[Requirement] Whenever a line in the data below includes the string "interior", copy it out.

---

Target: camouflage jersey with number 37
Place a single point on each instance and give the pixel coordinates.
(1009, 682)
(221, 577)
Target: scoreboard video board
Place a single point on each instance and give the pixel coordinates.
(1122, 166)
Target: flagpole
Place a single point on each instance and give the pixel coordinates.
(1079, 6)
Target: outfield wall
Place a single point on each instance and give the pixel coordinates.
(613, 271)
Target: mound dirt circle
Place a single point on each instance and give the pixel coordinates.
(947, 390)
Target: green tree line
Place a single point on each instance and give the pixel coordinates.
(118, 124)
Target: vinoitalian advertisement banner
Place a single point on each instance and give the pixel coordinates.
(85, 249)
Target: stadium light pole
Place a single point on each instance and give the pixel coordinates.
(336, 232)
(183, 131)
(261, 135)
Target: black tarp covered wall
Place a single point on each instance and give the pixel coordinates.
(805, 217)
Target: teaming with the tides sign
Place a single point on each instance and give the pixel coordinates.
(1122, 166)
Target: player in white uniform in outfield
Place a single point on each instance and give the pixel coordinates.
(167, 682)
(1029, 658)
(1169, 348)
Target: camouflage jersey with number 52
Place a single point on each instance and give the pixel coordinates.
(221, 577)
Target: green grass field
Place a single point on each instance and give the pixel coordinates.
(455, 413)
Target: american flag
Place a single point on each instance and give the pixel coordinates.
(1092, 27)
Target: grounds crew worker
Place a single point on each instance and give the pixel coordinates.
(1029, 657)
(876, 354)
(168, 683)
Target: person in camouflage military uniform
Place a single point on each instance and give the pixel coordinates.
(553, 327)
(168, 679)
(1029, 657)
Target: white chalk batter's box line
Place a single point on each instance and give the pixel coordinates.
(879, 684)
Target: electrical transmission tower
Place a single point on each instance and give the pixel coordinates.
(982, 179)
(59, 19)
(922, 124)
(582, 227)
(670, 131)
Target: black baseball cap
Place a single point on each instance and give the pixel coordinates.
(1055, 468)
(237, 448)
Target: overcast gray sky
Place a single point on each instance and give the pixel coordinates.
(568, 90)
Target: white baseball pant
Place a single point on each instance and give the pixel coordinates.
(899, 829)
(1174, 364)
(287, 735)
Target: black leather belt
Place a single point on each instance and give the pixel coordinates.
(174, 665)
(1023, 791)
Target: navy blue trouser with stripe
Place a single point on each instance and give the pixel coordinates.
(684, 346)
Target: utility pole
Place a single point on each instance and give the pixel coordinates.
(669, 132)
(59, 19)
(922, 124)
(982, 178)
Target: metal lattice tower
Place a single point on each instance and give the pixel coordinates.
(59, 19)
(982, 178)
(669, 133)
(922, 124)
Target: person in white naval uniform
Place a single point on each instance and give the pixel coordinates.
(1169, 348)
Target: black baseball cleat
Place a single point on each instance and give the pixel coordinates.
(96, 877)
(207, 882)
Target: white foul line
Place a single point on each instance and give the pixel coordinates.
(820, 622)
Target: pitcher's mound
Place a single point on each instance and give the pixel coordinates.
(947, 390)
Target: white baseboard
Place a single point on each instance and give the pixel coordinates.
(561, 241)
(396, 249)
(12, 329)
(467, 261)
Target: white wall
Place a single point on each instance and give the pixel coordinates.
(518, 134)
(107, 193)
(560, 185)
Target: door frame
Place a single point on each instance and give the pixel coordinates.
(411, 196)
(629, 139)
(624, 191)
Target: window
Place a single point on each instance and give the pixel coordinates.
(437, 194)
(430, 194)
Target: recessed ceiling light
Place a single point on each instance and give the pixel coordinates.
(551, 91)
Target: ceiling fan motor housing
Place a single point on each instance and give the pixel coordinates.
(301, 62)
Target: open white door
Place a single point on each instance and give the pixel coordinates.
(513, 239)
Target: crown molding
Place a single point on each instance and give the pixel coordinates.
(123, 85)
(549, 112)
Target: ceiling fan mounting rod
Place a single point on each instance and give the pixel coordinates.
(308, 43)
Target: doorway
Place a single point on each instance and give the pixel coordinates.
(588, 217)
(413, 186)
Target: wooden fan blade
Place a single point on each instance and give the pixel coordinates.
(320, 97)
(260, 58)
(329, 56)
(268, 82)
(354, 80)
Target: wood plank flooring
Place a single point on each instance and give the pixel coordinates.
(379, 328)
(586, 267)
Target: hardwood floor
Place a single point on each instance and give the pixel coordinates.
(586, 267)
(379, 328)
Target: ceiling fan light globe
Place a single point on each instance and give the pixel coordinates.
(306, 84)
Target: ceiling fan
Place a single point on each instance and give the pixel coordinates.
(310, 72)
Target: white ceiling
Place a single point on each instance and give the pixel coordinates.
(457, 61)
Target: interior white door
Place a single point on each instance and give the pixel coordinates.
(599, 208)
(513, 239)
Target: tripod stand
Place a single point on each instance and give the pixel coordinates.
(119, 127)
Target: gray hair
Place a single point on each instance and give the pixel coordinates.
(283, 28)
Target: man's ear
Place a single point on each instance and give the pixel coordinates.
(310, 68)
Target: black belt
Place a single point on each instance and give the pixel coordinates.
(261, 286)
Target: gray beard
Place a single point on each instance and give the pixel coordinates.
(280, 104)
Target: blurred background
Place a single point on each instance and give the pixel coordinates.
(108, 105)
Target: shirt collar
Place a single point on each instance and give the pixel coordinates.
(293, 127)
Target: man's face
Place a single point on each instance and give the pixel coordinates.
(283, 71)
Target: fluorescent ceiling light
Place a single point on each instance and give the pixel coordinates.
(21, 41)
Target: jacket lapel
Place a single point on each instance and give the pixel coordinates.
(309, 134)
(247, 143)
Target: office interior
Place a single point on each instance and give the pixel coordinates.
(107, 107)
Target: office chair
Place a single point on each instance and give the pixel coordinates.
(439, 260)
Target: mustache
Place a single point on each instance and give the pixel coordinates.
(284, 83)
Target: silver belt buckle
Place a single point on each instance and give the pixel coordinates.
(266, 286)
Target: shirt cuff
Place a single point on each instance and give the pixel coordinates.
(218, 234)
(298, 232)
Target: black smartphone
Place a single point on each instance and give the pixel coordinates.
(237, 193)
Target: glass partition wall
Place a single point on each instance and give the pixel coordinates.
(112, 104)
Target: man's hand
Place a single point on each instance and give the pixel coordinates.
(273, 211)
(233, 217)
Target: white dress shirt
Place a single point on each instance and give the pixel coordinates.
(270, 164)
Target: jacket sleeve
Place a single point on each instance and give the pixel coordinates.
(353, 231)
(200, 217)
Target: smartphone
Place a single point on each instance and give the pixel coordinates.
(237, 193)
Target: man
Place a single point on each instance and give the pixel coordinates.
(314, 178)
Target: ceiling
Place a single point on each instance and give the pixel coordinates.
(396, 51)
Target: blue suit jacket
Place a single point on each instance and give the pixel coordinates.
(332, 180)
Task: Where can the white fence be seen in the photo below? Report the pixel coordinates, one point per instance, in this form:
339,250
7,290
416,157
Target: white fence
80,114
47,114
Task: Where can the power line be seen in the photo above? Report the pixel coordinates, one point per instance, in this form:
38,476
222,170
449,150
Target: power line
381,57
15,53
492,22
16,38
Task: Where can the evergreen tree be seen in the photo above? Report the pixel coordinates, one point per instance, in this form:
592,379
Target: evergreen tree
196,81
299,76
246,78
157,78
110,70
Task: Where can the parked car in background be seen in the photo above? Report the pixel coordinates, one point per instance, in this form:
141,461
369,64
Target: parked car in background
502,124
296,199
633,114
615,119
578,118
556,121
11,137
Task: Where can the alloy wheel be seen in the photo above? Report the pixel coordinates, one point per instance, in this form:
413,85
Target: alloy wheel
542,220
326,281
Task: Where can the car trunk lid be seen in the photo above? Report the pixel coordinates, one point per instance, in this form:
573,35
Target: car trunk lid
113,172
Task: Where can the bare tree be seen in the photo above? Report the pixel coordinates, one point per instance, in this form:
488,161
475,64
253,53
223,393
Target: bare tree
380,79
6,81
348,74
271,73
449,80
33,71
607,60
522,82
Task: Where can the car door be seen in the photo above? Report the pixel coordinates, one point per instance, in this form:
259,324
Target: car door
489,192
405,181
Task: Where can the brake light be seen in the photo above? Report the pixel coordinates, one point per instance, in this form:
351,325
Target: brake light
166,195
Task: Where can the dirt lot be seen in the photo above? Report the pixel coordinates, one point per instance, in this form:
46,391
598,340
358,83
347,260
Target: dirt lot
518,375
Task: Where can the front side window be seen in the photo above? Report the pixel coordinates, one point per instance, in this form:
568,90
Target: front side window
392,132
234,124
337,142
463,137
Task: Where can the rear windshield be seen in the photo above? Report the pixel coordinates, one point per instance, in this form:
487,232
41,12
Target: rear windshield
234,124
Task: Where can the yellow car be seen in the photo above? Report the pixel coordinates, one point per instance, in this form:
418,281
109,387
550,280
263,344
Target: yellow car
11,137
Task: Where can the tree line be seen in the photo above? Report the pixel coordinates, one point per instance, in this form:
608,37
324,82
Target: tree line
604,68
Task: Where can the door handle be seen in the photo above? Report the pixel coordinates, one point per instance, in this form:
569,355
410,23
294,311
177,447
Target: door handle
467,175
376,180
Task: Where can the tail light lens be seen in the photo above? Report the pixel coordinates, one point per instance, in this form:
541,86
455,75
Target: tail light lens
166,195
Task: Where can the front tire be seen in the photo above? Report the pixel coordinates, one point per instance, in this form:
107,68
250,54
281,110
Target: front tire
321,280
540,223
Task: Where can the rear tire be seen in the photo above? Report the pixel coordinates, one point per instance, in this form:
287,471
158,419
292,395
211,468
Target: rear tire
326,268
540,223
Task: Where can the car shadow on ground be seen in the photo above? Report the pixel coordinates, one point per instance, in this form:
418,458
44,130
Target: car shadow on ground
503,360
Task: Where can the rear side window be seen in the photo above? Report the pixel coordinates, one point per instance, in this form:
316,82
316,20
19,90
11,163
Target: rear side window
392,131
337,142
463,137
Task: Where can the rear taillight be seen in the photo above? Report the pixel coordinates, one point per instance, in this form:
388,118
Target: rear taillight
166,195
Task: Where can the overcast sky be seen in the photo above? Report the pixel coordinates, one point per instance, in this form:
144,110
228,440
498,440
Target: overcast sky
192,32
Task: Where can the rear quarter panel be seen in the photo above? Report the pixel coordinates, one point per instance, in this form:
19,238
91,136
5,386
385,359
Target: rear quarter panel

---

[Response area]
Target: interior white door
Target: office interior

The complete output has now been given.